■ **TEXT**
====

When we think of digital platforms, we imagine the Windows, Apple, or Android operating systems as platforms or foundations that allow software applications to work. These operating systems connect application developers with a phone or computer users. The prevalent discourse on platforms considers YouTube and Uber platforms that serve as intermediaries among users, producers, and advertisers (see Gillespie 2010). At one level, memory cards are platforms that consist of hardware and software components that permit music to be recorded, stored, and played. At another level, memory cards span different emerging platform systems of audio/dvd players, mobile phones, and tv sets and become part of these various sensory infrastructures. Memory cards reconfigure various mobile media assemblages and create an ecosystem of platforms around them. We further analyze the agency of actors involved in such a platform ecosystem and in what ways they can be considered intermediaries.

====

(Extracted data entries)
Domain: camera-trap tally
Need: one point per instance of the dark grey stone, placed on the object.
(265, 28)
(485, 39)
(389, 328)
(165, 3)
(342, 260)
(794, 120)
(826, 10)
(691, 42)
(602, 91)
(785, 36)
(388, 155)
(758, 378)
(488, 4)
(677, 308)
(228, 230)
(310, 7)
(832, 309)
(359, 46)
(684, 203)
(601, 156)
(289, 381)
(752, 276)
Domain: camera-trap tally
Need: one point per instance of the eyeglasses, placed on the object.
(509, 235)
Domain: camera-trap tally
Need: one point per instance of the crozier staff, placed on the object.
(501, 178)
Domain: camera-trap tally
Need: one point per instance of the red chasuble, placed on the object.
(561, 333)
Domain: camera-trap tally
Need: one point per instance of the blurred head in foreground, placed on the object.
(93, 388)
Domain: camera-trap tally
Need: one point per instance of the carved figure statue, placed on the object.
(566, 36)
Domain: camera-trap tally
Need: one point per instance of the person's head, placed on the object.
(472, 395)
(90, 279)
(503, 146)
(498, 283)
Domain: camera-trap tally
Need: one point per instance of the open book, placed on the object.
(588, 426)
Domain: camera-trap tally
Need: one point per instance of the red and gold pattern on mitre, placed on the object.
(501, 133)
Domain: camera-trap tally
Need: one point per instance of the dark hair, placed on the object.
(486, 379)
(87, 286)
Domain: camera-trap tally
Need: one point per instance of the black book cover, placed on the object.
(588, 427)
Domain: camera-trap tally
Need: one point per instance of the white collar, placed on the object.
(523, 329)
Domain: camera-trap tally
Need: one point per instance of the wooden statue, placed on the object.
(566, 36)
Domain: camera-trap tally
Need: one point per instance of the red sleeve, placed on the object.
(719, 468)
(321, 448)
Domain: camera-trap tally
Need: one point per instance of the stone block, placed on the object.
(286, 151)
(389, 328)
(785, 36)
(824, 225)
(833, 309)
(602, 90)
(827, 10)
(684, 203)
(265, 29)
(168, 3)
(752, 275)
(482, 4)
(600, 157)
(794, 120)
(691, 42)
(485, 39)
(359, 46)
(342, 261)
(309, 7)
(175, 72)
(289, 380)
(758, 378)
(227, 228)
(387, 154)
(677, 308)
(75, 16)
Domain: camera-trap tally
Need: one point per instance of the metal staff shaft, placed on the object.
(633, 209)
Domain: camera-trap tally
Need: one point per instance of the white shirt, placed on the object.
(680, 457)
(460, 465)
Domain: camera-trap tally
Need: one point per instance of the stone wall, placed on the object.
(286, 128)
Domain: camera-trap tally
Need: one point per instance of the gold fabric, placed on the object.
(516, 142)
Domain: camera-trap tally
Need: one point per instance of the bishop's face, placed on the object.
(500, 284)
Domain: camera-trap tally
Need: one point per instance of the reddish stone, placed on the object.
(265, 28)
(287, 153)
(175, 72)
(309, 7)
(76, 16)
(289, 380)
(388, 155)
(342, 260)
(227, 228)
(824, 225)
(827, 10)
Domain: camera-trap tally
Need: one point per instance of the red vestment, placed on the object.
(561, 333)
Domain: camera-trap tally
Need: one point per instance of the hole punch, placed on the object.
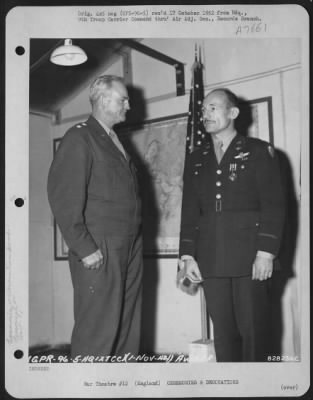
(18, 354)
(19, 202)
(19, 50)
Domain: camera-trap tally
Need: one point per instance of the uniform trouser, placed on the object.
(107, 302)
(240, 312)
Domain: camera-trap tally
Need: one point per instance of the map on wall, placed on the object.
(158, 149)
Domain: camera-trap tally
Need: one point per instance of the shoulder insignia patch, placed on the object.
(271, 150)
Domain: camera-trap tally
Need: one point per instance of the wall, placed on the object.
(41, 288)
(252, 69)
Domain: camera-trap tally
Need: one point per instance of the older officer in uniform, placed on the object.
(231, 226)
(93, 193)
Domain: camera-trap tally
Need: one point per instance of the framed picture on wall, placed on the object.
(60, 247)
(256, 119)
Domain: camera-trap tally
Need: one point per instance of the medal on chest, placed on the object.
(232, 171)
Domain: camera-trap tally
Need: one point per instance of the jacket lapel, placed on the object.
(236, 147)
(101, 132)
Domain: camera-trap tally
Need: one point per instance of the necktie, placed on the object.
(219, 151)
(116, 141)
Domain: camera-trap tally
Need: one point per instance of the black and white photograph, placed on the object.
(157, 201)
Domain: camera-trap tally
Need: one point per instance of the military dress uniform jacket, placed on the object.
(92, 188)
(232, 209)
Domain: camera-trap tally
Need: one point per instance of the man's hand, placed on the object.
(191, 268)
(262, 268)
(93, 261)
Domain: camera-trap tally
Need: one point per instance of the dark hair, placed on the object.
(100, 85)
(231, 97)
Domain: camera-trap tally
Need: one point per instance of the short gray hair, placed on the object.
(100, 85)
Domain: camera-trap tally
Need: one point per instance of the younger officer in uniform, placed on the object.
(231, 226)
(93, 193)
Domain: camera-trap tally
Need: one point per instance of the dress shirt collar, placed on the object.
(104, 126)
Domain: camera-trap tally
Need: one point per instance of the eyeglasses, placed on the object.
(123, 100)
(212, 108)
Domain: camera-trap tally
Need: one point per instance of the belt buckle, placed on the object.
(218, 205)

====

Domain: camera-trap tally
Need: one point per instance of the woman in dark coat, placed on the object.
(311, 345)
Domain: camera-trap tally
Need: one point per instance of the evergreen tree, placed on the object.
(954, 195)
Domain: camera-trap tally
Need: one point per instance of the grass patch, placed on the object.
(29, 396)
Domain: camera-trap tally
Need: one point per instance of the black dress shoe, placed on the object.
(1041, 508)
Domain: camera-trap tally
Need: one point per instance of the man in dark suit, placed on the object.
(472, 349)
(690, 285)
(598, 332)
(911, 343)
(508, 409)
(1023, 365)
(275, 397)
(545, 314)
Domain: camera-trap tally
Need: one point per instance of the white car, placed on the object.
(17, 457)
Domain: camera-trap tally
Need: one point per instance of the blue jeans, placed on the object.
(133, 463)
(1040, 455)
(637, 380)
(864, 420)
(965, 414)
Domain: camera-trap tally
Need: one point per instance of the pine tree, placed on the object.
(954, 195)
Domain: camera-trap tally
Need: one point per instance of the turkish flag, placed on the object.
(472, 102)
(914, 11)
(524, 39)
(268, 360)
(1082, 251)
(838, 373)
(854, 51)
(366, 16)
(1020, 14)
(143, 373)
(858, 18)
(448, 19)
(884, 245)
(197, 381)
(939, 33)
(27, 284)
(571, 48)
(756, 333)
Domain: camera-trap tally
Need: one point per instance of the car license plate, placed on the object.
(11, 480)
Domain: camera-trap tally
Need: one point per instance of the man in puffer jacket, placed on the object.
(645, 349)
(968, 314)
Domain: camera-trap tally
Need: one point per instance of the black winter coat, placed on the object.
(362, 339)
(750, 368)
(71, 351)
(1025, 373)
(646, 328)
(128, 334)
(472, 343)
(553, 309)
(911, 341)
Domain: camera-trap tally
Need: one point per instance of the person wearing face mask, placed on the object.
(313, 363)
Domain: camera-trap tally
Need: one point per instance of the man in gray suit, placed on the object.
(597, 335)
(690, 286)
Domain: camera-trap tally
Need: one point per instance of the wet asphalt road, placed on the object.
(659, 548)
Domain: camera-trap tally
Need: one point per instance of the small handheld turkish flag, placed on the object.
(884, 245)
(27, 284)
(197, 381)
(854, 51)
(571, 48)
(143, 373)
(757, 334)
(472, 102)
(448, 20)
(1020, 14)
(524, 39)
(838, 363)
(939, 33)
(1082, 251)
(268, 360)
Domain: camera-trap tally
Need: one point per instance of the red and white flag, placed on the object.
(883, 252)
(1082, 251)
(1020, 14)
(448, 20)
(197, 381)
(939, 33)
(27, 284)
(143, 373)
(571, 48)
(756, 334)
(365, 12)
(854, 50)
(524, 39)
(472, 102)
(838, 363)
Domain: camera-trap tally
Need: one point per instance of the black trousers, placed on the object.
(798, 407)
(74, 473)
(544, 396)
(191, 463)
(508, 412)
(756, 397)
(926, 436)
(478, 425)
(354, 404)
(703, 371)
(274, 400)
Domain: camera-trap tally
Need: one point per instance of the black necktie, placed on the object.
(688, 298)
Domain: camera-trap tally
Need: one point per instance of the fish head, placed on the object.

====

■ **TASKS FOR THIS EXERCISE**
1. Answer these questions using the passage on memory cards as platforms.
(a) Which operating systems does the passage name as platforms?
(b) What do the hardware and software components of memory cards permit?
(c) Which platform systems do memory cards span?
2. Decide whether each statement agrees with the passage on memory cards as platforms, and answer yes or no with the deciding words from the passage.
(a) The prevalent discourse treats YouTube and Uber as intermediaries.
(b) Memory cards consist of hardware alone.
(c) Operating systems connect application developers with phone or computer users.
3. Continue the passage on memory cards as platforms from its final sentence.

■ **ANSWERS IN ORDER**
1.
(a) Windows, Apple, and Android.
(b) They permit music to be recorded, stored, and played.
(c) Audio/dvd players, mobile phones, and tv sets.

2.
(a) Yes: "The prevalent discourse on platforms considers YouTube and Uber platforms that serve as intermediaries among users, producers, and advertisers"
(b) No: "memory cards are platforms that consist of hardware and software components"
(c) Yes: "These operating systems connect application developers with a phone or computer users."

3.
‘Platform’ has emerged in the discourse on digital industries as a way to showcase the computational infrastructure that supports social media applications and user-generated content (Gillespie 2010). While retaining this understanding, we stress platform’s characteristics that are foundational for and supportive of user expression and sociality, its ability to cross national contexts (Jin 2015), and its regional specificities (Steinberg 2014). We investigate regional standards and formats that allow similar Chinese dvd players to be sold in India and North Korea that play not only dvds but also videos on memory cards. While mapping digital memory in relation to music in the ‘First World’ makes us think of platforms such as Napster and Spotify and then about cloud computing and server farms, the story of memory cards in the rural hinterlands of India gestures toward a different trajectory of informal circulation. Digitalization has led to the micromaterialization of music: the mp3 phenomenon plays out in different ways in different parts of the world: on the one hand, streaming and cloud computing; on the other, the flash memory of microSD cards and usb drives7 .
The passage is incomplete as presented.